### [STATED TASK]
Please count the lines of the records below that contain the string "shore", treating uppercase and lowercase as different, and reply with only the number.

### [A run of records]
.....

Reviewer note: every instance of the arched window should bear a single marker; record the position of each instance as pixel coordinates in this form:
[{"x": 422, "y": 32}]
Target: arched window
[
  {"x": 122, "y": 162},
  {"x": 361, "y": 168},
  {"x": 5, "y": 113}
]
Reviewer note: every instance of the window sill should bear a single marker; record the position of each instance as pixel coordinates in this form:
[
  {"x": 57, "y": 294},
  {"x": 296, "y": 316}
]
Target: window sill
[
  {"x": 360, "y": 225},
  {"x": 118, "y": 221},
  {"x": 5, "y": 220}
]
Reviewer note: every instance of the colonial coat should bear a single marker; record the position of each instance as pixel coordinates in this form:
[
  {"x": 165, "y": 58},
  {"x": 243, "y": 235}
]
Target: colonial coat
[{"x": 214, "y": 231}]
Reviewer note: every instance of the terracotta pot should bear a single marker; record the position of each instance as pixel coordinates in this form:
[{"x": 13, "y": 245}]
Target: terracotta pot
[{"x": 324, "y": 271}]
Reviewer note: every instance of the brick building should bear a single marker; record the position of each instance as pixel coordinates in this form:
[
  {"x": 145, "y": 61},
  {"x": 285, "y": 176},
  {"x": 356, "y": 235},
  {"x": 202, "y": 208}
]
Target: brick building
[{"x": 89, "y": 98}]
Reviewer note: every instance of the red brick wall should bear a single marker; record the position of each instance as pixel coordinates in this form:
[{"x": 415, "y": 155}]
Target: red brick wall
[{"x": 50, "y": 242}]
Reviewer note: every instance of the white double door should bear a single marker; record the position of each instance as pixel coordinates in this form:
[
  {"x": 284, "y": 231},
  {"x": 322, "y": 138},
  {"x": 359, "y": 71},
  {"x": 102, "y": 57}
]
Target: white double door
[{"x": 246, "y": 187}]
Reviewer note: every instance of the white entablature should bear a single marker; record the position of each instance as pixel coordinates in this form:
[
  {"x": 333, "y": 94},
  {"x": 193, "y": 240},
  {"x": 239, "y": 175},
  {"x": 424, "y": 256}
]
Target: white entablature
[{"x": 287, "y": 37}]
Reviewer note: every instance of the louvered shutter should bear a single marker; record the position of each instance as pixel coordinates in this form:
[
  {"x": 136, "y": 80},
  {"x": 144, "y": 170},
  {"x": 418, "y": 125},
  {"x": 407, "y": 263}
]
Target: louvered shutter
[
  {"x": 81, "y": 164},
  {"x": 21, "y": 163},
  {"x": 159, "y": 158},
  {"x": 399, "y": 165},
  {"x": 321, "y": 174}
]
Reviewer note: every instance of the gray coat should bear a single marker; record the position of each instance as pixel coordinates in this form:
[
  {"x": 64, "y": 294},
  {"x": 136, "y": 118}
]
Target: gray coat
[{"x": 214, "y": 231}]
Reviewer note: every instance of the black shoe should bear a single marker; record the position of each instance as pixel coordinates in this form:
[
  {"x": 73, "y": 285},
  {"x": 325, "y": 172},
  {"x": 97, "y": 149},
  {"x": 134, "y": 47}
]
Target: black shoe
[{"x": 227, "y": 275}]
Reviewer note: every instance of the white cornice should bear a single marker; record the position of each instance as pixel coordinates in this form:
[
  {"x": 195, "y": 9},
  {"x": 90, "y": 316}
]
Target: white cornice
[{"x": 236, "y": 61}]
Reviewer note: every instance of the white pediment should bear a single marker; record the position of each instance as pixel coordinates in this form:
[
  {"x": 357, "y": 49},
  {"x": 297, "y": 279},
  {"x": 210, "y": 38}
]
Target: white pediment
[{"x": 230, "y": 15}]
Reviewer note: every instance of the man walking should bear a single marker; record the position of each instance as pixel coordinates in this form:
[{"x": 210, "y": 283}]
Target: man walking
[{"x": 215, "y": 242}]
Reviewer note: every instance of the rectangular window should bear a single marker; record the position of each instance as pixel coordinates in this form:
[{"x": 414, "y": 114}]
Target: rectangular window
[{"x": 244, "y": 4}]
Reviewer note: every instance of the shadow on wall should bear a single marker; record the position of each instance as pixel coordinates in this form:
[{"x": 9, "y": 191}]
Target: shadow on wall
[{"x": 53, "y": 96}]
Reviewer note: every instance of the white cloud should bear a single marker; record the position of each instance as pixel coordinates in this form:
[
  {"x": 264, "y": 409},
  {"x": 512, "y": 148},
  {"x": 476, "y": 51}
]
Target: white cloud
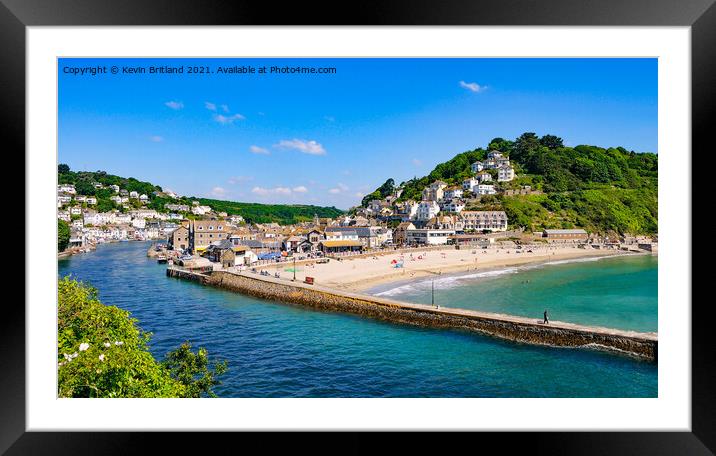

.....

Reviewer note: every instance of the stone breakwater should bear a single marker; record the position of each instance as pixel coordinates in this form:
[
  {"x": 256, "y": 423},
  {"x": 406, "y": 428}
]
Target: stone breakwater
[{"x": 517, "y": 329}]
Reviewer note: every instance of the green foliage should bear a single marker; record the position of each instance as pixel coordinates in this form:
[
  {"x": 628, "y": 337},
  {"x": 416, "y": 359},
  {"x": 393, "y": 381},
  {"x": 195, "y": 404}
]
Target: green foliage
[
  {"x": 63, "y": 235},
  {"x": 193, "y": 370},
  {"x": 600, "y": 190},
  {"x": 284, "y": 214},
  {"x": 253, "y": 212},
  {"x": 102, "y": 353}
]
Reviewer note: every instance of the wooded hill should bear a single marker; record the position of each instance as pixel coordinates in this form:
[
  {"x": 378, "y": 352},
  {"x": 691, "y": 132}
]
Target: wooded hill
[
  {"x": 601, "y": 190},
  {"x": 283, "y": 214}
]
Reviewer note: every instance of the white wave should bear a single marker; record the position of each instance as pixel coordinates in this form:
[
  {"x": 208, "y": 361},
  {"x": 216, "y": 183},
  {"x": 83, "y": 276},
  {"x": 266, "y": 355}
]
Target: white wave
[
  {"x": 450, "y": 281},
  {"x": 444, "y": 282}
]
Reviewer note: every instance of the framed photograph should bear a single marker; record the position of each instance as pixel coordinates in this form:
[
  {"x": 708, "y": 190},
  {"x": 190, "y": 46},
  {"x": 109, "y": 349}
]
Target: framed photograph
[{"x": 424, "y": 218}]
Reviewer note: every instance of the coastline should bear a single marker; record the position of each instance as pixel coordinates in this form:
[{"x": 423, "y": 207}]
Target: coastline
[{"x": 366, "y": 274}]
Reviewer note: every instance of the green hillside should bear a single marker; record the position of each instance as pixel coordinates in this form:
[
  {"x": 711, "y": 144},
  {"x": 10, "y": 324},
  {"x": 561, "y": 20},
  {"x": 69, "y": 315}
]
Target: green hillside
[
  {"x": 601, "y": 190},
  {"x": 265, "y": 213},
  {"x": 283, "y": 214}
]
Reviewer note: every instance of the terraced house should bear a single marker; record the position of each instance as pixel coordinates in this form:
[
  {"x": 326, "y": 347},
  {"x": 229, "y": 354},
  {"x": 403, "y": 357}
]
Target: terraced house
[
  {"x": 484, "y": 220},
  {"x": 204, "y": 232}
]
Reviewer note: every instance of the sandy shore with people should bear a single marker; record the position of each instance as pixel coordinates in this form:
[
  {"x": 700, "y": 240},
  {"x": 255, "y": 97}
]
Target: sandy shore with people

.....

### [OUTPUT OF THE TASK]
2